#### Consigne a:
Reproduisez mot pour mot, ligne par ligne, l'ensemble des entrées figurant plus bas.

#### Texte:

◆ ◆ ◆

Question de Laurette Onkelinx à Charles Michel, Premier ministre, sur le budget et le tax shift

Monsieur le président, mesdames et messieurs du gouvernement, chers collègues, nous avons enfin obtenu les fameux tableaux réclamés. Je comprends que vous ayez mis du temps à nous les donner car il existait des différences entre les slides et les chiffres à déposer aux parlementaires. J'ai rarement vu un tableau budgétaire aussi imprécis où sont mélangées des décisions déjà prises avec de nouvelles mesures décidées, où apparaissent des mesures hypothétiques et où une anticipation de revenus et de recettes devient une mesure structurelle.

 

Bref, on se ne départit pas de cette impression de brouillard et de nébuleuse. En quelque sorte, je dirais que vous nous cachez quelque chose.

 

Ces dernières semaines, nous avons pu constater votre improvisation sur les chiffres, comme l'erreur sur les 750 millions pour les Régions ou encore à propos de la SNCB. En l'occurrence, cela va encore un peu plus loin. Ce n'est plus de l'improvisation, c'est un véritable jeu de colin-maillard. Ce jeu consiste à bander les yeux et la personne doit toucher une victime.

 

Nous sommes dans l'improvisation. Et tout ce que nous savons, c'est qu'il y a des victimes. Parlons-en! "On nous disait", dit le premier ministre, "que c'était impossible, alors nous avons décidé de le faire". Oui, vous avez osé!

 

Vous avez osé plumer les familles, plumer les travailleurs, les classes moyennes, les pensionnés, les sans-emploi, les services publics. (Brouhaha)

 

Tout n'est pas mauvais. Par exemple, vous augmentez le précompte mobilier. On l'avait fait passer de 15 % à 25 % sous les cris de la N-VA. Vous poussez à 27 %. Je ne vais pas dire que c'est mauvais. Vous faites des pas sur la spéculation. Cela étant dit, savez-vous que dans les tableaux, l'apport sur les spéculations, représente, en structurel, 28 millions d'euros, dix fois moins – rappelez-vous ce chiffre – que les économies imposées en soins de santé?

 

Mais j'en viens à d'autres exemples. Prenons la TVA sur l'électricité. Pour rappel, le gouvernement Di Rupo avait décidé en 2013 de baisser la TVA sur l'électricité pour soutenir le pouvoir d'achat des familles et l'emploi. Monsieur le premier ministre, vous étiez président du MR à cette époque-là. Quand on a pris cette mesure, vous aviez dit: "Ah, génial! Voilà une bonne mesure pour le pouvoir d'achat et pour l'emploi." Aujourd'hui, vous nous dites encore une fois: "Je me suis trompé. Cette baisse de la TVA n'est plus une bonne mesure." Je dirais que qui veut noyer son chien, l'accuse de rage. Une augmentation de minimum 100 euros de la facture d'électricité, ce ne sera évidemment pas marginal pour le budget des ménages. 

 

Parlant de TVA, ai-je bien compris? Je n'en suis pas sûre, vous me direz. Supprimez-vous un taux réduit pour la TVA sur le logement social et sur les écoles? Vous avez un apport dans le tableau, de quelque 20 millions d'euros, je crois. Vous allez nous l'expliquer. J'espère en tous cas que vous ne touchez pas à ce taux réduit qui est indispensable pour le secteur de la construction mais également pour aider les Communautés et Régions à soutenir la construction de logements sociaux et d'écoles.

◆ ◆ ◆

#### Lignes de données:
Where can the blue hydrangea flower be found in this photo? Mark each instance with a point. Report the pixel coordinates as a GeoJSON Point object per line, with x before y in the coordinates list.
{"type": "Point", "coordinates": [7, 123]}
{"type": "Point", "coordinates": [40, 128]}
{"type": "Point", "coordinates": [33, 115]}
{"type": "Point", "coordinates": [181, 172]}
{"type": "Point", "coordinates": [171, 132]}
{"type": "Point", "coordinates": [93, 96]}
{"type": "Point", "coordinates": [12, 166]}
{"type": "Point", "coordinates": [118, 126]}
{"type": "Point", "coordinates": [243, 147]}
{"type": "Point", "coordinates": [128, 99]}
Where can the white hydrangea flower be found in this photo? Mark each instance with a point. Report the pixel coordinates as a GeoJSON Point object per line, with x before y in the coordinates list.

◆ ◆ ◆

#### Consigne b:
Dans l'intervention sur le budget et le tax shift, en quelle année le gouvernement Di Rupo avait-il décidé de baisser la TVA sur l'électricité ?

#### Réponse finale a:
Where can the blue hydrangea flower be found in this photo? Mark each instance with a point. Report the pixel coordinates as a GeoJSON Point object per line, with x before y in the coordinates list.
{"type": "Point", "coordinates": [7, 123]}
{"type": "Point", "coordinates": [40, 128]}
{"type": "Point", "coordinates": [33, 115]}
{"type": "Point", "coordinates": [181, 172]}
{"type": "Point", "coordinates": [171, 132]}
{"type": "Point", "coordinates": [93, 96]}
{"type": "Point", "coordinates": [12, 166]}
{"type": "Point", "coordinates": [118, 126]}
{"type": "Point", "coordinates": [243, 147]}
{"type": "Point", "coordinates": [128, 99]}
Where can the white hydrangea flower be found in this photo? Mark each instance with a point. Report the pixel coordinates as a GeoJSON Point object per line, with x before y in the coordinates list.

#### Réponse finale b:
En 2013.